— SOURCE —
Exhibit 4.9


                         THIRD SUPPLEMENTAL INDENTURE



            THIRD SUPPLEMENTAL INDENTURE (this "Supplemental Indenture"), dated
as of April 24, 2002, among Modern Acquisition, Inc., a Delaware corporation,
(the "Guaranteeing Subsidiary"), and State Street Bank and Trust Company, as
trustee under the indenture referred to below (the "Trustee").

                              W I T N E S S E T H :

            WHEREAS, Dresser, Inc., a Delaware Corporation (the "Company"), and
the existing Guarantors (as defined in the Indenture referred to herein) have
heretofore executed and delivered to the Trustee an indenture (the "Indenture"),
dated as of April 10, 2001, and as amended on June 4, 2001 and June 12, 2001,
providing for the issuance of an aggregate principal amount of up to
$300,000,000 of 9 3/8% Senior Subordinated Notes due 2011 (the "Notes");

            WHEREAS, the Indenture provides that under certain circumstances the
Guaranteeing Subsidiary shall execute and deliver to the Trustee a supplemental
indenture pursuant to which the Guaranteeing Subsidiary shall unconditionally
guarantee all of the Company's Obligations under the Notes and the Indenture on
the terms and conditions set forth herein (the "Guarantee"); and

            WHEREAS, pursuant to Section 9.01 of the Indenture, the Trustee is
authorized to execute and deliver this Supplemental Indenture.

            NOW THEREFORE, in consideration of the foregoing and for other good
and valuable consideration, the receipt of which is hereby acknowledged, the
Guaranteeing Subsidiary and the Trustee mutually covenant and agree for the
equal and ratable benefit of the Holders of the Notes as follows:

            1.    CAPITALIZED TERMS. Capitalized terms used herein without
definition shall have the meanings assigned to them in the Indenture.

— ACTIONS TO TAKE —
1. Rewrite the supplemental indenture from "WHEREAS, pursuant to" up to and including "in the Indenture.", changing "Section 9.01" to "Section 9.05".
2. According to the supplemental indenture, on what basis is the Trustee authorized to execute and deliver it? Answer in one to three sentences.
Rely only on the supplemental indenture.

— SUPPLIED MATERIAL —
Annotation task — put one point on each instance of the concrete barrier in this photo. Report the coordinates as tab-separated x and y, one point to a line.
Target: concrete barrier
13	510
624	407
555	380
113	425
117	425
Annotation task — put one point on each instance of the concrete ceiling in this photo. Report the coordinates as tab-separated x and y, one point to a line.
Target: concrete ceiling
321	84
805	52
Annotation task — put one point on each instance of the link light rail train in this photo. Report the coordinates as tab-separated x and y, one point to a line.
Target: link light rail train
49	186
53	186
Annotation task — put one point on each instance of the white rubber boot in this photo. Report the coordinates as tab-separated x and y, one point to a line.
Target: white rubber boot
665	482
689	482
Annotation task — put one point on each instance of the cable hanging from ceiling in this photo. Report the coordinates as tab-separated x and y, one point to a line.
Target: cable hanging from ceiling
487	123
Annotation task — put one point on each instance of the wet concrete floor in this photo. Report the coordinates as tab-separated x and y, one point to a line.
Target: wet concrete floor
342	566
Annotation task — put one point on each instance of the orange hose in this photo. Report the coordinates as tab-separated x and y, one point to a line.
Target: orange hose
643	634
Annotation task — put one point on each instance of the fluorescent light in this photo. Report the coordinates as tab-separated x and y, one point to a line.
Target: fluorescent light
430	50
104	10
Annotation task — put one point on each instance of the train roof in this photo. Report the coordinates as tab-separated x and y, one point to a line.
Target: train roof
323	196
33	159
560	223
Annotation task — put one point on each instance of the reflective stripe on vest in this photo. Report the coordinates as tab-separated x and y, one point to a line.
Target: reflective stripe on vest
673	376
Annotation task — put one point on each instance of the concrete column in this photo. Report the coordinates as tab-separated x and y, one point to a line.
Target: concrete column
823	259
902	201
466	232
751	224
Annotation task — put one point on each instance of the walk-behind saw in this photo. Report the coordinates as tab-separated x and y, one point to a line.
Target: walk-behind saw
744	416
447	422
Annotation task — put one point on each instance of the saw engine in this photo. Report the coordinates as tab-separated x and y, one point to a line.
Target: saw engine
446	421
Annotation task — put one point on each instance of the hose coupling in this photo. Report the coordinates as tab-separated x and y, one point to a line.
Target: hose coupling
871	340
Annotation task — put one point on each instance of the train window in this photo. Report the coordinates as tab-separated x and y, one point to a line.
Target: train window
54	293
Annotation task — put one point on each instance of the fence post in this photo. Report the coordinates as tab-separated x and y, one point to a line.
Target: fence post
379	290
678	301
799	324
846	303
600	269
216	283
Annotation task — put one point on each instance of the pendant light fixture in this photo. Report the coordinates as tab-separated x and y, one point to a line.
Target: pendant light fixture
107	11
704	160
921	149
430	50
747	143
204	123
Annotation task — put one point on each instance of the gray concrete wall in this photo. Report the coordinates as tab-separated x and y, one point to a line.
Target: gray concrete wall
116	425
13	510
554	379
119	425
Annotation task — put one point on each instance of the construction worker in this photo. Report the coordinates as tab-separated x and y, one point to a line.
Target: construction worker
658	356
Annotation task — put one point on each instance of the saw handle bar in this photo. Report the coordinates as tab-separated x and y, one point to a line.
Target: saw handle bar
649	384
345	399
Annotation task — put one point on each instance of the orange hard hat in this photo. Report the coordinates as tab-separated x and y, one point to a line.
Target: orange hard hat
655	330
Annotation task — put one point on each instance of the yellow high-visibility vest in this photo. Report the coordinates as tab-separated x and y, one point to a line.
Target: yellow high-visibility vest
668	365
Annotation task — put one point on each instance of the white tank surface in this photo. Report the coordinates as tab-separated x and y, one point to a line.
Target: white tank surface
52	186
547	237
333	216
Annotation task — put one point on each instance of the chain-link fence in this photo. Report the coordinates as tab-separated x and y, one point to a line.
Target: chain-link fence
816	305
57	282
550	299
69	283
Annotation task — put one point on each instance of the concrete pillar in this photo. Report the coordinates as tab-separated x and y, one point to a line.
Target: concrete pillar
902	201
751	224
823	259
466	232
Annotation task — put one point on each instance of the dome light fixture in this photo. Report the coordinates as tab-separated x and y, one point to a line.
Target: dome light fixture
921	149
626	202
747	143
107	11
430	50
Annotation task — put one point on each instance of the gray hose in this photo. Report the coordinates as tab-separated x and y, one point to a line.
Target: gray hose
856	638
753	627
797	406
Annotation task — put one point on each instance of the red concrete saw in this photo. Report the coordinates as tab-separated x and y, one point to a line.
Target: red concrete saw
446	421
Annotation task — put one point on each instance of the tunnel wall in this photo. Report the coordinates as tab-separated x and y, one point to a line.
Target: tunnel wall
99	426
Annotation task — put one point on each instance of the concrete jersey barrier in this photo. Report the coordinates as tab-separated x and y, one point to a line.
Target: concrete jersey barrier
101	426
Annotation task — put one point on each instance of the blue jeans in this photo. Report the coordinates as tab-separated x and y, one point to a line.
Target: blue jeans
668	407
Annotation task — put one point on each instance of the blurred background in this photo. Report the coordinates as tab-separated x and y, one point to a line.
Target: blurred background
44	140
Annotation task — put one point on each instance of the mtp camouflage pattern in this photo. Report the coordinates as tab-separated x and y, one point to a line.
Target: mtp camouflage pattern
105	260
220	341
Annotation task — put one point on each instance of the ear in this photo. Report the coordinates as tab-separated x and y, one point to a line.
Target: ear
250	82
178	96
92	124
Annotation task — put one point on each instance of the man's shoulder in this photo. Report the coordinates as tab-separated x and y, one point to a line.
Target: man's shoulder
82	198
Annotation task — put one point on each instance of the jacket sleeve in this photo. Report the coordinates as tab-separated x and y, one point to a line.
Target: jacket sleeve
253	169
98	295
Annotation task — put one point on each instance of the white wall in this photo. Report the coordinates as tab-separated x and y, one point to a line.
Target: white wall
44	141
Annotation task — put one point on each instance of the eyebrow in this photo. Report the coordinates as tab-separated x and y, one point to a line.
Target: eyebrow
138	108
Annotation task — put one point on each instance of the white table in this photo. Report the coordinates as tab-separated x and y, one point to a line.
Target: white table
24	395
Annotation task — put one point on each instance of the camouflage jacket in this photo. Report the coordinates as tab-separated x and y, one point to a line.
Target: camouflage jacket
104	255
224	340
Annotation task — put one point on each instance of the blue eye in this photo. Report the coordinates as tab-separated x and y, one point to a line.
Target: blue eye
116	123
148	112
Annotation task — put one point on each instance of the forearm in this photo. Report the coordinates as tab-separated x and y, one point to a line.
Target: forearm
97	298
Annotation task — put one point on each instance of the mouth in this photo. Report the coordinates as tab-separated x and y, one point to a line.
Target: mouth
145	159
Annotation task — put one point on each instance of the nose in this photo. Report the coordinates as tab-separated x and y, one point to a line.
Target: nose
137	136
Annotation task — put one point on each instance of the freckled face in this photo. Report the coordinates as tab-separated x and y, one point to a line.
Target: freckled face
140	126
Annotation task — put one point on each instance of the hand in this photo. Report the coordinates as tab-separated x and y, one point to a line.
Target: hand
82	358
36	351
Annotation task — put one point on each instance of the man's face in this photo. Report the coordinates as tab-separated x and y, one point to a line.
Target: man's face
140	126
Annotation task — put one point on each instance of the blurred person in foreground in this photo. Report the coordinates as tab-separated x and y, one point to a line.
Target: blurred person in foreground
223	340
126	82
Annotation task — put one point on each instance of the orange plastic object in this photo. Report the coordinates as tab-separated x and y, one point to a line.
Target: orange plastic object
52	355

— THE RESULTS —
1.
WHEREAS, pursuant to Section 9.05 of the Indenture, the Trustee is
authorized to execute and deliver this Supplemental Indenture.

            NOW THEREFORE, in consideration of the foregoing and for other good
and valuable consideration, the receipt of which is hereby acknowledged, the
Guaranteeing Subsidiary and the Trustee mutually covenant and agree for the
equal and ratable benefit of the Holders of the Notes as follows:

            1.    CAPITALIZED TERMS. Capitalized terms used herein without
definition shall have the meanings assigned to them in the Indenture.

2. The Trustee is authorized to execute and deliver the Supplemental Indenture pursuant to Section 9.01 of the Indenture.